(DOCUMENT PASSAGE):
BEGIN

Community Foundation can help donors make meaningful gifts from IRA assets
Danville, Virginia – On January 2, 2013 President Obama signed the American Taxpayer Relief Act of 2012 (H.R. 8) into law, which renews the Charitable IRA provision of 2006, making it easier for Americans to give to causes they care about. This provision has the power to help local charities strengthen their communities by allowing individuals to roll over up to $100,000 from an Individual Retirement Account (IRA) to charity without being federally taxed. This extension expires December 31, 2013.
Millions of Americans continue to save pre-tax dollars in their IRAs. Thanks to regular investments and long-term returns, an estimated $5.3 trillion is invested in IRAs. The law allows taxpayers 70 ½ and older to share the wealth by giving retirement savings directly to charity—and bypassing income tax.
This law is important to local charities operating as agents of philanthropy in order to continue to build community and improve social service programs that benefit people every day. This tax benefit is scheduled to expire at the end of 2013.
“It is a win-win—for people who would rather give to charity than pay taxes and for the nonprofit organizations they choose to support,” said Debra Dodson, Executive Director of The Community Foundation of the Dan River Region.

END

(PROVIDED MATERIAL):

BEGIN

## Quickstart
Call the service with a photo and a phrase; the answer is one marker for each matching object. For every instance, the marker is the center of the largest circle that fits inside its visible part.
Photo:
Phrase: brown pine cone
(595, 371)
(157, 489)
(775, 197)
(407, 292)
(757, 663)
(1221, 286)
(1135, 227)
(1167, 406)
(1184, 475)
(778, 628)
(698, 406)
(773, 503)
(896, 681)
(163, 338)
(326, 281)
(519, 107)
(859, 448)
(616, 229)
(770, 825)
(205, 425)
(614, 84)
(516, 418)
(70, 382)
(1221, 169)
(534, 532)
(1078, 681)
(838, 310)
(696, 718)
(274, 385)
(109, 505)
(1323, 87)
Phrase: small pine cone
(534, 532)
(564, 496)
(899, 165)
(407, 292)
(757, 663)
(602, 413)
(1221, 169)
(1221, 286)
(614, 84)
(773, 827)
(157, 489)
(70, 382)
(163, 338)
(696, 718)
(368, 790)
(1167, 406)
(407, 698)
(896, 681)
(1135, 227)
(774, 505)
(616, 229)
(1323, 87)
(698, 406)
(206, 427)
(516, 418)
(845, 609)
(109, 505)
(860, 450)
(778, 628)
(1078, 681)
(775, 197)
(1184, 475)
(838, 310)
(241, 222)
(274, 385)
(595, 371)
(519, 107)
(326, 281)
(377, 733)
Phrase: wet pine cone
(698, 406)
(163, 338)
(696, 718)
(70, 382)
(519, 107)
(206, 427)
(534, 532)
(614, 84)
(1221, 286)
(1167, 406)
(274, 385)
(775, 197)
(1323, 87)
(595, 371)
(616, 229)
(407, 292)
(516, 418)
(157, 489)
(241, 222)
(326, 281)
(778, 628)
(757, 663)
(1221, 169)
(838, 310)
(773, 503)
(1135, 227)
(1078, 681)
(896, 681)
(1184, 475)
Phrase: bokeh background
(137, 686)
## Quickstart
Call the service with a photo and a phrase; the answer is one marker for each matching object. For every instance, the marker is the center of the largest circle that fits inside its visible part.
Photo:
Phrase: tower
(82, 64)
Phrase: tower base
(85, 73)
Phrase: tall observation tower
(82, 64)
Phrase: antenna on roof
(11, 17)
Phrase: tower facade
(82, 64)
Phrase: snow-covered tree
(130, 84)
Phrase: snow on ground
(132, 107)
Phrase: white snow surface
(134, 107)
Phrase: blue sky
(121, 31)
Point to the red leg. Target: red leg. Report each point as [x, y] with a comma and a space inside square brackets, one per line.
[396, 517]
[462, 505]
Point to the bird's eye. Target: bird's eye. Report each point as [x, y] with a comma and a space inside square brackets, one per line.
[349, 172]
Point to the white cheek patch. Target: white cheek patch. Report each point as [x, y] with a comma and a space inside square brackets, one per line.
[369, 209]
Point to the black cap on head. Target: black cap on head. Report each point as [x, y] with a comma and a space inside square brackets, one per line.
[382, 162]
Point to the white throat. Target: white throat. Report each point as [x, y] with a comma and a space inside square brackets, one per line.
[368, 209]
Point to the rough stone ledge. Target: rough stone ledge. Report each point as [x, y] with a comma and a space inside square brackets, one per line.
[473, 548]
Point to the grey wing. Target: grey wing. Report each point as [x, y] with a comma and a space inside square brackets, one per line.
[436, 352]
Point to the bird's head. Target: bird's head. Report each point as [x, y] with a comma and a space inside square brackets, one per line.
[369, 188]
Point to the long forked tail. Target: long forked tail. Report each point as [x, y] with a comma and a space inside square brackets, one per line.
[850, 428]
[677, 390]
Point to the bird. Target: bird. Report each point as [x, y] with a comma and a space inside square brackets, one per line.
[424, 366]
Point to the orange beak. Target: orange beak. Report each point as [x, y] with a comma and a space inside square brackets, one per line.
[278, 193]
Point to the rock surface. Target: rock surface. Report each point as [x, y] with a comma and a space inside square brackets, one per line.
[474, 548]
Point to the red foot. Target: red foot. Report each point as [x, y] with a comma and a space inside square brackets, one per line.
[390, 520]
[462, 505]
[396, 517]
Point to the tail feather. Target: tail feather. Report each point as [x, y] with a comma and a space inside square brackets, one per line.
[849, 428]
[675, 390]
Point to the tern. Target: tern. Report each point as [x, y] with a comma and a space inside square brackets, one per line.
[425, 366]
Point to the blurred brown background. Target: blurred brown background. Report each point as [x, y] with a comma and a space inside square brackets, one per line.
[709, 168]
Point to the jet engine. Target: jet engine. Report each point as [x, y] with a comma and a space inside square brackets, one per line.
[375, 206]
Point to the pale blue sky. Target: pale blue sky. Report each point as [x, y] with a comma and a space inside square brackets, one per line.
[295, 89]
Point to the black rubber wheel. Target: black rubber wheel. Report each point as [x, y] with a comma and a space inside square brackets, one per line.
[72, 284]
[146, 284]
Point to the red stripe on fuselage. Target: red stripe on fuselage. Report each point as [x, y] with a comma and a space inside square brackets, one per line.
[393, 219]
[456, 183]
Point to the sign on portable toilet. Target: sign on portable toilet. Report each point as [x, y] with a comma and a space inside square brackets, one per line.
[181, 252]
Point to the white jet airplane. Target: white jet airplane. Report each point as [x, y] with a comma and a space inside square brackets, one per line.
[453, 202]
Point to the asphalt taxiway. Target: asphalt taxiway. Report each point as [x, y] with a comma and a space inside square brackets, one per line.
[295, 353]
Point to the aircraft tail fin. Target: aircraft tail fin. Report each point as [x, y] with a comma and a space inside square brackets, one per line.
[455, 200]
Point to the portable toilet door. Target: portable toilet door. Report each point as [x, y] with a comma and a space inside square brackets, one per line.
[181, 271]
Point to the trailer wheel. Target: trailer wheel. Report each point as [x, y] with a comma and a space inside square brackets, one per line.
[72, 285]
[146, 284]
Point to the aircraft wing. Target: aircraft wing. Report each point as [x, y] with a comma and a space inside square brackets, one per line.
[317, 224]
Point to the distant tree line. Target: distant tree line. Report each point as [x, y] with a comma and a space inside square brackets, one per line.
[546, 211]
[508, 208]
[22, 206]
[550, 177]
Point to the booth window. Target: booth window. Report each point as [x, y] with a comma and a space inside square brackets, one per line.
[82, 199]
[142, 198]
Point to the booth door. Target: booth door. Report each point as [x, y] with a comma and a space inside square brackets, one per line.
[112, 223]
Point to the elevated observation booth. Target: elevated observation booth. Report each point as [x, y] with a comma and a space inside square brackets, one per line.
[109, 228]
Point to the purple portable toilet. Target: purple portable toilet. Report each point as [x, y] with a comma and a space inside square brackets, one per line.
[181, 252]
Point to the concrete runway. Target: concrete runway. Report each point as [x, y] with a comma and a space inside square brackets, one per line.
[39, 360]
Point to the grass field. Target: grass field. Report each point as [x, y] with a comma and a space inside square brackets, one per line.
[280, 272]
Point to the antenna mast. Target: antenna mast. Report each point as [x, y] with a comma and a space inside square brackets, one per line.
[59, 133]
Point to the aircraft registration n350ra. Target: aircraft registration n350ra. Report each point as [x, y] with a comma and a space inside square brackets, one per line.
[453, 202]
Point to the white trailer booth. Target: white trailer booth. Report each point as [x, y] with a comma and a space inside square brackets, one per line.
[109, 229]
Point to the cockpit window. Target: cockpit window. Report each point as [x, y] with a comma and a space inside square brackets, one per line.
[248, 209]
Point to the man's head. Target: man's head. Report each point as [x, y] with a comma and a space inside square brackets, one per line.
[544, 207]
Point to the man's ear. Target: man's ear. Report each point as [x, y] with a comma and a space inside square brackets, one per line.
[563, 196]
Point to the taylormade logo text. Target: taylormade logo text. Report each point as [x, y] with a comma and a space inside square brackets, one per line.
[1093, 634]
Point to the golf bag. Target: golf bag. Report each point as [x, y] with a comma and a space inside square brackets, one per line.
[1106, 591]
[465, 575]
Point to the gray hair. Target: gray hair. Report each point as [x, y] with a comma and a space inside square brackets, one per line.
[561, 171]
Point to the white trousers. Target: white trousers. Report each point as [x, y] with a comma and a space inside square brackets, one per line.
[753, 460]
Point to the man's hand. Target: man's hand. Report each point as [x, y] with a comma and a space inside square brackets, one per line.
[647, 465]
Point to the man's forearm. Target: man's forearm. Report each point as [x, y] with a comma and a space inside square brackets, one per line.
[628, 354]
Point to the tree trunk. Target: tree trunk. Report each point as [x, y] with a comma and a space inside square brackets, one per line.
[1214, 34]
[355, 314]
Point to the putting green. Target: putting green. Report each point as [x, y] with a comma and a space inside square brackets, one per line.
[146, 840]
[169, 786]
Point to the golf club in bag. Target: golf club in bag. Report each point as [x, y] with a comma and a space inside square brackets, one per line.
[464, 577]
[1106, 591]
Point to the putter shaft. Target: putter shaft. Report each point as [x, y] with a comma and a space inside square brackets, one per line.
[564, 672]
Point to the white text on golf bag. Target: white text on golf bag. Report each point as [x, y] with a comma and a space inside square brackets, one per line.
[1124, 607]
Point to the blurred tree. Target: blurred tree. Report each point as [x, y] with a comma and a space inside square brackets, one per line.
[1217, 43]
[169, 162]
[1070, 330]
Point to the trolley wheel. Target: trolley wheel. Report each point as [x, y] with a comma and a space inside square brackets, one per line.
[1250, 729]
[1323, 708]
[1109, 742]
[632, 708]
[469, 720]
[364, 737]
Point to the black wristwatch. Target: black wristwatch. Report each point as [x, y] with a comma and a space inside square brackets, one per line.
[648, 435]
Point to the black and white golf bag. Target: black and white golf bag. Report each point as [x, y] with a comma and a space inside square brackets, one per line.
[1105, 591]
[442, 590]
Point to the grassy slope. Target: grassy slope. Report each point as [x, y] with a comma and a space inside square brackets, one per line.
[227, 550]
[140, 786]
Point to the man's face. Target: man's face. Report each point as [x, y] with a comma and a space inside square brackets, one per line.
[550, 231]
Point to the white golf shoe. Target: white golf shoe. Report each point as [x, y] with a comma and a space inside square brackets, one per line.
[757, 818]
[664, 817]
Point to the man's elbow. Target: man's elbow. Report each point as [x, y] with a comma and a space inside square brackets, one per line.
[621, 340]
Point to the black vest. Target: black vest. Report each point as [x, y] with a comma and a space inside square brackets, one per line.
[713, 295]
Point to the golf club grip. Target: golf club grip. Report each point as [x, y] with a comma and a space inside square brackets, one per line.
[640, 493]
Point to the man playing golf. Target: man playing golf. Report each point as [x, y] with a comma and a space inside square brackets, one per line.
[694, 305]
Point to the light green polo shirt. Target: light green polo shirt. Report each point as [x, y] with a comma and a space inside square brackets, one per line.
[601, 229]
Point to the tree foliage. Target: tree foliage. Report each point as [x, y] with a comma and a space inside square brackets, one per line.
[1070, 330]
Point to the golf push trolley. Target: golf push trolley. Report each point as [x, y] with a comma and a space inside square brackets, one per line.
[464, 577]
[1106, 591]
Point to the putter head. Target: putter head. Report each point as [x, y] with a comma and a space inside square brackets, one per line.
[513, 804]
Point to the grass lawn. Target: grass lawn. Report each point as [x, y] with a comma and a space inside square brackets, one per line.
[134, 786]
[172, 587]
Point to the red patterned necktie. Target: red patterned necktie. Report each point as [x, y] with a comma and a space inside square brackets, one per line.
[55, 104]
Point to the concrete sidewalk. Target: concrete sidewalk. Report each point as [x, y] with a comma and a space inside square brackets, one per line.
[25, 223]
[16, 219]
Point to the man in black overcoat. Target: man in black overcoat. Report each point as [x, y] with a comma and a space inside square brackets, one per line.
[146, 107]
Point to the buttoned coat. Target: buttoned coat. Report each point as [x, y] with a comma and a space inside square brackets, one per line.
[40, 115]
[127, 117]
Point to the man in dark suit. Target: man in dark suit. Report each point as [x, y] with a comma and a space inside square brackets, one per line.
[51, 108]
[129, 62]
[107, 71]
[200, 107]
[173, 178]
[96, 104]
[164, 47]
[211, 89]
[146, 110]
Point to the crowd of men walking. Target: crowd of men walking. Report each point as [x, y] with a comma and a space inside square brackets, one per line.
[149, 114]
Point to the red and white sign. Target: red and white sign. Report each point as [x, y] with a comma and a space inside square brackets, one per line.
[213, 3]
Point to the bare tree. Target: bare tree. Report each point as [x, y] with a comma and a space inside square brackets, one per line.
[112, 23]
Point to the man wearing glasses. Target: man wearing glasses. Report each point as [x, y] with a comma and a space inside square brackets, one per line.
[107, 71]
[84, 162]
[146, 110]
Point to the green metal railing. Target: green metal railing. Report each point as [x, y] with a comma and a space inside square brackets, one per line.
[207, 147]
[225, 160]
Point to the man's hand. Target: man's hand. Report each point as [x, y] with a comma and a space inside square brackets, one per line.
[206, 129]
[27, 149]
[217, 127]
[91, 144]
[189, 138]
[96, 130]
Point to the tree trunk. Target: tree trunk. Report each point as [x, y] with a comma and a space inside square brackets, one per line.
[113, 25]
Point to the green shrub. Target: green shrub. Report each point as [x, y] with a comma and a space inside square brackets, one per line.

END

(ACTIVITY): Reproduce the article about charitable gifts from IRA assets word for word, from its headline through the final paragraph. The material above comes from a different source than the text.

(SOLVED PROBLEM):
Community Foundation can help donors make meaningful gifts from IRA assets
Danville, Virginia – On January 2, 2013 President Obama signed the American Taxpayer Relief Act of 2012 (H.R. 8) into law, which renews the Charitable IRA provision of 2006, making it easier for Americans to give to causes they care about. This provision has the power to help local charities strengthen their communities by allowing individuals to roll over up to $100,000 from an Individual Retirement Account (IRA) to charity without being federally taxed. This extension expires December 31, 2013.
Millions of Americans continue to save pre-tax dollars in their IRAs. Thanks to regular investments and long-term returns, an estimated $5.3 trillion is invested in IRAs. The law allows taxpayers 70 ½ and older to share the wealth by giving retirement savings directly to charity—and bypassing income tax.
This law is important to local charities operating as agents of philanthropy in order to continue to build community and improve social service programs that benefit people every day. This tax benefit is scheduled to expire at the end of 2013.
“It is a win-win—for people who would rather give to charity than pay taxes and for the nonprofit organizations they choose to support,” said Debra Dodson, Executive Director of The Community Foundation of the Dan River Region.